───── DATA EXTRACT

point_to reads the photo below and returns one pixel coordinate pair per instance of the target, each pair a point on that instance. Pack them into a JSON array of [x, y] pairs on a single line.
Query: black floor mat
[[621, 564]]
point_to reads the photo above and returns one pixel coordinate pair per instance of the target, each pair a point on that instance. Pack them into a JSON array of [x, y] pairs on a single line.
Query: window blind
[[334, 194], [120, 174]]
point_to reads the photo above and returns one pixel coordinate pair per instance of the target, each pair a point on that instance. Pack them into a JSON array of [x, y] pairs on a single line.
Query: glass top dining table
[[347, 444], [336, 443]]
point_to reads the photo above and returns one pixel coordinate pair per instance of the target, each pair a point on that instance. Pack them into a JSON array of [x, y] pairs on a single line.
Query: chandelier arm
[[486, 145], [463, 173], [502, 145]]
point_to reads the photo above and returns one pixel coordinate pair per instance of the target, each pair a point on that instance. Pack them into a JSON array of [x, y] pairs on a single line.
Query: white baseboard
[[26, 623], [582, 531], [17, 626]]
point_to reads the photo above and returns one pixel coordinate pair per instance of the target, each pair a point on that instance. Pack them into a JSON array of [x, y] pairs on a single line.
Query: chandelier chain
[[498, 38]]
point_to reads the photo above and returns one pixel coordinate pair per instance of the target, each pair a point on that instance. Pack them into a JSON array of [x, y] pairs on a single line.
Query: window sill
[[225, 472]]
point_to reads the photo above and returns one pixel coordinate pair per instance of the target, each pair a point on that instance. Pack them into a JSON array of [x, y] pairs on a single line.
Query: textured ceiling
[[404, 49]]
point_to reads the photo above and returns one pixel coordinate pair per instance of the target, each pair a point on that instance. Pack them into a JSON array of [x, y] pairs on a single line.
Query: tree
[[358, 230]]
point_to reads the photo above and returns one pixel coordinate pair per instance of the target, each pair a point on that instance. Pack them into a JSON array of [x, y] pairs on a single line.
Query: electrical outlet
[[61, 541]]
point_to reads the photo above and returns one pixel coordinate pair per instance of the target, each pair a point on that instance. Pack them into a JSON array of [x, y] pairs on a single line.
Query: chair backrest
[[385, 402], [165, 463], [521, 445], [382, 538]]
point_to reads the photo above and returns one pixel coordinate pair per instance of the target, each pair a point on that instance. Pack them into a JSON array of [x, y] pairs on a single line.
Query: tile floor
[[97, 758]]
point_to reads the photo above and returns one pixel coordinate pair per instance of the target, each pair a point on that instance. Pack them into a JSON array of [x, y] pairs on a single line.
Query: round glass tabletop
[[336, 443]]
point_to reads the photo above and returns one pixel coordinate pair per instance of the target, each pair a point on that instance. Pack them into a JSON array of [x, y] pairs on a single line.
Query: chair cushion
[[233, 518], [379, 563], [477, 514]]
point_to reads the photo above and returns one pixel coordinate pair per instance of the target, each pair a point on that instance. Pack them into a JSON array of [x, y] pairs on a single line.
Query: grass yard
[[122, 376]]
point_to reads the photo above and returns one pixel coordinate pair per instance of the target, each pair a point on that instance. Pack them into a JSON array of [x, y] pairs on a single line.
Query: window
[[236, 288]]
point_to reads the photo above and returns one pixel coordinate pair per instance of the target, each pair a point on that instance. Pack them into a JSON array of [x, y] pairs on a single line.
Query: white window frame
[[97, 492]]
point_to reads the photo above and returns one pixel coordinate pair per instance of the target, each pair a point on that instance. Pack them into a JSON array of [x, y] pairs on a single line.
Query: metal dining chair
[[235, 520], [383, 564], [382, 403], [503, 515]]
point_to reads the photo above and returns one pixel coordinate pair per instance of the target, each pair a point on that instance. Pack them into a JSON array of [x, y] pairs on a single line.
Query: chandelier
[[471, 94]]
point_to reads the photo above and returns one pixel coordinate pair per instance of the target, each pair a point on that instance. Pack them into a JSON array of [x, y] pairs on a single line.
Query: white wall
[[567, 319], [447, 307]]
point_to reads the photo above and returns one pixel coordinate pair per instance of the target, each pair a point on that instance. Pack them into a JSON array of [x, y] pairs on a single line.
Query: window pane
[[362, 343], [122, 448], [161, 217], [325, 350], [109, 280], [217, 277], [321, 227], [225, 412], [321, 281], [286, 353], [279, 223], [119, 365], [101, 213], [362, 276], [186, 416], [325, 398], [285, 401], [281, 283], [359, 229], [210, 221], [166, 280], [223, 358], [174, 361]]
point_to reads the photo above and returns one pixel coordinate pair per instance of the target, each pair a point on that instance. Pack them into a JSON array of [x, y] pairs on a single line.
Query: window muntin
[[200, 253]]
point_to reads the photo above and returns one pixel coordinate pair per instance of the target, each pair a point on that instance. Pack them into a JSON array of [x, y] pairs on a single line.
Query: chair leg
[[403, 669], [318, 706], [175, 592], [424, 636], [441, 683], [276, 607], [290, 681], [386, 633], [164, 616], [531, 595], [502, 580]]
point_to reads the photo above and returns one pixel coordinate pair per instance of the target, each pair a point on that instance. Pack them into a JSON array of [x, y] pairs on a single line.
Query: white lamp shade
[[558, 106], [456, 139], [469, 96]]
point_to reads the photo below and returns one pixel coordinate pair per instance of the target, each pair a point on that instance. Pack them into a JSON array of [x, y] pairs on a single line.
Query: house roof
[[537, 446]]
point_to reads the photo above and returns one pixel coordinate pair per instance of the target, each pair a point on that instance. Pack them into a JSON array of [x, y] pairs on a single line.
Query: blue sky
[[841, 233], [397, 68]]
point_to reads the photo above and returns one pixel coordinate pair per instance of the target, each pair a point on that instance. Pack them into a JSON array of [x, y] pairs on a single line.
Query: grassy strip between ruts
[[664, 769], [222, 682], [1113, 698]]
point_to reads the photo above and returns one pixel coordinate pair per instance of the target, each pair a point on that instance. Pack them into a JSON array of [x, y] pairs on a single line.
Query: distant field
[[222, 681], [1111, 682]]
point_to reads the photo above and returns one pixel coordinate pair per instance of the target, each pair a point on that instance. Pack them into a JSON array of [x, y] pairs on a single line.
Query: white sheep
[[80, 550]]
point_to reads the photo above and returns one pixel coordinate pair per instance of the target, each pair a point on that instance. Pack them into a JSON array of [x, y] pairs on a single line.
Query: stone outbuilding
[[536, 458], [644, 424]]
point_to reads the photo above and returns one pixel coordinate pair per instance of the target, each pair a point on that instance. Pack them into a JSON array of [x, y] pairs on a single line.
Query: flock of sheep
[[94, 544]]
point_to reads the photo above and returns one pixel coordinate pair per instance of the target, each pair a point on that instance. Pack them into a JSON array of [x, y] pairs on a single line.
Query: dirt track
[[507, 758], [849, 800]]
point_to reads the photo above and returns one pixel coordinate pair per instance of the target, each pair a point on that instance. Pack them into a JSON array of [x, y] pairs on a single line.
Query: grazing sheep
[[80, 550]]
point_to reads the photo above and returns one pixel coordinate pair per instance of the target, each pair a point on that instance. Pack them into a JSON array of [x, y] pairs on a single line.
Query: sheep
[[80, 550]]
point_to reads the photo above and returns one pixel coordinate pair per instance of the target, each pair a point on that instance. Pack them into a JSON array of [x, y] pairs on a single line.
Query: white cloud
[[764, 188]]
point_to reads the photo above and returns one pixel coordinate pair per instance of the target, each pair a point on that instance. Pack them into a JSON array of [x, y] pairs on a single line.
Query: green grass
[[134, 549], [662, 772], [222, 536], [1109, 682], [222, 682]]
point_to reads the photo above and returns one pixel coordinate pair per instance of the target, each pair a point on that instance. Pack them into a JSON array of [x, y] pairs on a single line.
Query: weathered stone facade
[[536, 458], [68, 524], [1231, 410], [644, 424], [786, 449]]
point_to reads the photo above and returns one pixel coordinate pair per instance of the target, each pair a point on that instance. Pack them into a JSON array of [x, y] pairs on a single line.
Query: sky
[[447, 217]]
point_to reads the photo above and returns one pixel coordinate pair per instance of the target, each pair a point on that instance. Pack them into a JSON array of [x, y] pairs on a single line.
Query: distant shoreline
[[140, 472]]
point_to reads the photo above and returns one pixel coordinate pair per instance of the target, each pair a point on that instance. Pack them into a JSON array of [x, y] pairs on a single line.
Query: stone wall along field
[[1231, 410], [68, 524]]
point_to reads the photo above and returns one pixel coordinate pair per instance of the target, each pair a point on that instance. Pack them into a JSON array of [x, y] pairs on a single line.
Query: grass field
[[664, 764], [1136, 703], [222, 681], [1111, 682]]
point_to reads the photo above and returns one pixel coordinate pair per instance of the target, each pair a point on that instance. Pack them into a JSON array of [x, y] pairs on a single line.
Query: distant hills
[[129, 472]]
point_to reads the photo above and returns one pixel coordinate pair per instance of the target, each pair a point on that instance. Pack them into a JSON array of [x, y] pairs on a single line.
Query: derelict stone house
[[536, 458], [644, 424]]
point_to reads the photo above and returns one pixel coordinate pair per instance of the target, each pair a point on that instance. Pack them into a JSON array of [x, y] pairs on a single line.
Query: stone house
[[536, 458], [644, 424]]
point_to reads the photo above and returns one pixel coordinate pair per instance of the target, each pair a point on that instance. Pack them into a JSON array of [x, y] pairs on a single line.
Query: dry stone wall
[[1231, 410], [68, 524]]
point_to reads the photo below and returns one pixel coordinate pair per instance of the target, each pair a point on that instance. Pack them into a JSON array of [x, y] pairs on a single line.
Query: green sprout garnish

──────────

Write out the data above exactly, starting with its very first line and ending with the line that contains "[[225, 472]]" (both included).

point_to reads the photo below and returns one pixel coordinate pair per instance of the target, each pair a point on that instance. Pack them into a JSON array of [x, y] pairs on a single line.
Query: black floor mat
[[621, 564]]
point_to reads the photo above and returns one pixel coordinate pair per instance of the target, each pair a point on that instance. Pack them into a JSON array of [x, y] pairs on a single line.
Query: window blind
[[334, 194], [120, 174]]
point_to reads the photo above and returns one pixel coordinate pair per instance of the target, each pair a point on that instance. Pack them into a JSON array of [x, y] pairs on a single line.
Query: glass top dining table
[[347, 444], [336, 443]]
point_to reads the photo above and returns one pixel coordinate pair per instance of the target, each pair a point on that instance. Pack them into a JSON array of [x, y] pairs on a single line.
Query: chandelier arm
[[486, 145], [463, 173], [502, 145]]
point_to reads the photo above and returns one pixel coordinate pair per instance of the target, each pair a point on that instance. Pack them into a JSON array of [x, y] pairs on a single line.
Query: white baseboard
[[26, 623], [582, 531], [17, 626]]
point_to reads the photo above and returns one pixel coordinate pair per instance of the target, each pair a point on that instance. Pack them into a JSON array of [x, y] pairs on a single line.
Query: chandelier chain
[[498, 38]]
point_to reads the photo above and returns one pixel coordinate pair per instance of the target, each pair a point on that instance. Pack them into a JSON array of [x, y] pairs on a single line.
Query: window sill
[[225, 472]]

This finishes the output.